WRITTEN EXERCISE: Convert every entry below into a Markdown table with the columns Row and Entry line, placing one line in each row, numbering the rows in order, and omitting any blank lines.
▬▬▬
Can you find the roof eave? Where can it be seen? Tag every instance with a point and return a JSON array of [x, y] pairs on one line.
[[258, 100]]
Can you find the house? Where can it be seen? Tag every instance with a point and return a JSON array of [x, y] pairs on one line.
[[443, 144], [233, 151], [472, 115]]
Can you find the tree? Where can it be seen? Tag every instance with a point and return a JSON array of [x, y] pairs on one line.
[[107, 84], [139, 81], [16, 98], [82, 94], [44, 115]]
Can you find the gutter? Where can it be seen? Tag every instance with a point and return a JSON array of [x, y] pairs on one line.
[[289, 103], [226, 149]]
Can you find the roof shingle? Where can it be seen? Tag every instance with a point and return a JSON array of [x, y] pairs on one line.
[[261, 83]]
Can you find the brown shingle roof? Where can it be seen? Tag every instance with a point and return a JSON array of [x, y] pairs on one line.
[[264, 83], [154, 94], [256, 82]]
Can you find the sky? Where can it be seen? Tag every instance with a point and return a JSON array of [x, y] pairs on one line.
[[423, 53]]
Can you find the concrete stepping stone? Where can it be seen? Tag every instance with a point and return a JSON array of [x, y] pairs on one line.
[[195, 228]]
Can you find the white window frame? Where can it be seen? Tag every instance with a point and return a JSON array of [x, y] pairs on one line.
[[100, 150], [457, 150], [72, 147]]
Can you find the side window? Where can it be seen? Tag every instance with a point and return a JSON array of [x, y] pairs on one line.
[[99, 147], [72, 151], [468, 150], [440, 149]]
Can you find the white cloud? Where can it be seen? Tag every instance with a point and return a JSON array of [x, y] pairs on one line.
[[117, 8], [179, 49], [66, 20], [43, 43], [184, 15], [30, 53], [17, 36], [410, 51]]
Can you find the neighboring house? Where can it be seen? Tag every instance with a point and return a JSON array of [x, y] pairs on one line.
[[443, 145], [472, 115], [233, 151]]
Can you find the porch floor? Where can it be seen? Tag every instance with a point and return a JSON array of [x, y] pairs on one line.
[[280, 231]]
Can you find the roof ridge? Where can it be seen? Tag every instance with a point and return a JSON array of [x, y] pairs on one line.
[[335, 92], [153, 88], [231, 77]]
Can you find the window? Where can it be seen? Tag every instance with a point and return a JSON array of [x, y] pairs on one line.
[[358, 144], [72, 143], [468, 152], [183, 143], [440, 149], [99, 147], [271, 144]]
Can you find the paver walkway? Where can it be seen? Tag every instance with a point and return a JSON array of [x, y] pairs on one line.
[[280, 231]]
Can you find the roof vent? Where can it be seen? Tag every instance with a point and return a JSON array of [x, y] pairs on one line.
▬▬▬
TASK RESPONSE:
| Row | Entry line |
|---|---|
| 1 | Can you find the roof eave? Where can it be seen? Tag every instance with a point and return a JSON array of [x, y] pairs on one line. |
| 2 | [[258, 100]] |
| 3 | Can you find the house? Where can it be seen? Tag every instance with a point and return a JSON array of [x, y] pairs on one line. |
| 4 | [[443, 144], [233, 151], [472, 115]] |
| 5 | Can you find the tree? Where can it be seen? Tag every instance with a point and return a JSON array of [x, y] pairs on one line. |
| 6 | [[107, 84], [139, 81], [16, 98], [82, 94], [44, 115]] |
| 7 | Can you find the gutter? Where can it be seen? Tag every instance with a point and return a JSON array of [x, y] pairs on one line. |
| 8 | [[289, 103], [226, 149]] |
| 9 | Can you find the roof shingle? Where can it be seen? Tag every instance with a point and return a JSON array of [x, y] pairs on one line. |
| 10 | [[261, 83]] |
| 11 | Can you find the brown shingle roof? Where can it be seen? Tag every instance with a point and return a JSON array of [x, y] pairs on one line. |
| 12 | [[264, 83], [154, 94], [256, 82]] |
| 13 | Can you find the sky? Where can it be seen? Tag every instance with a point and return a JSON array of [x, y] pairs on one line. |
| 14 | [[423, 53]] |
| 15 | Can you find the concrete stepping stone? Where can it be seen? Tag every instance with a point and return a JSON array of [x, y] pairs on one line. |
| 16 | [[195, 228]] |
| 17 | Can you find the white window frame? Where can it be seen? Tag every instance with a point and return a JSON array of [x, y] pairs on one line. |
| 18 | [[100, 150], [457, 150], [72, 147]] |
| 19 | Can you find the side window? Where can it be seen? Tag every instance with a point and return a JSON array of [x, y] pairs on one line. |
| 20 | [[99, 147], [72, 151], [468, 150], [440, 149]] |
| 21 | Can you find the white cloud? Where can it be seen? Tag every instance with a point and return a JSON array of [x, y] pairs on one line. |
| 22 | [[117, 8], [179, 49], [66, 20], [43, 43], [184, 15], [30, 53], [17, 36], [410, 51]] |
| 23 | Can you find the neighboring house? Where can it be seen? Tag every instance with a point and return a JSON array of [x, y] pairs on one line. |
| 24 | [[443, 145], [472, 115], [233, 151]] |
| 25 | Can you find the porch floor? Where can it be seen? Tag every instance with a point and return a JSON array of [x, y] pairs on one line. |
| 26 | [[280, 231]] |
| 27 | Can you find the roof ridge? Where can it be seen? Tag every instance with a point and return a JSON array of [x, y] pairs on one line. |
| 28 | [[335, 92], [153, 88], [231, 77]] |
| 29 | Can you find the window? Where can it be seen? Tag every instance with a point and return a JSON array of [x, y] pairs on one line. |
| 30 | [[358, 144], [72, 143], [468, 152], [183, 143], [440, 149], [99, 147], [271, 144]] |
| 31 | Can you find the paver walkway? Where can it be seen? Tag every instance with a point and return a JSON array of [x, y] pairs on one line. |
| 32 | [[280, 231]] |
| 33 | Can you find the roof vent? Where can it be seen? Tag every instance with a point and return a JSON array of [x, y] pairs on one line. |